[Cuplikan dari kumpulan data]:
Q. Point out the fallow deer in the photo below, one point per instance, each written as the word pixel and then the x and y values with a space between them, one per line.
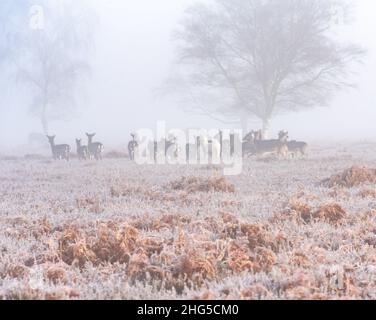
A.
pixel 297 147
pixel 95 148
pixel 132 146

[Tugas]: Sajikan semua baris di atas sebagai daftar bernomor tanpa baris kosong. Gambarnya tidak usah dimasukkan.

[Contoh Penyelesaian]:
1. Q. Point out the fallow deer in the photo below, one point per instance, each written as the word pixel and then the x and y values with a space between them, one per line.
2. A.
3. pixel 297 147
4. pixel 95 148
5. pixel 132 146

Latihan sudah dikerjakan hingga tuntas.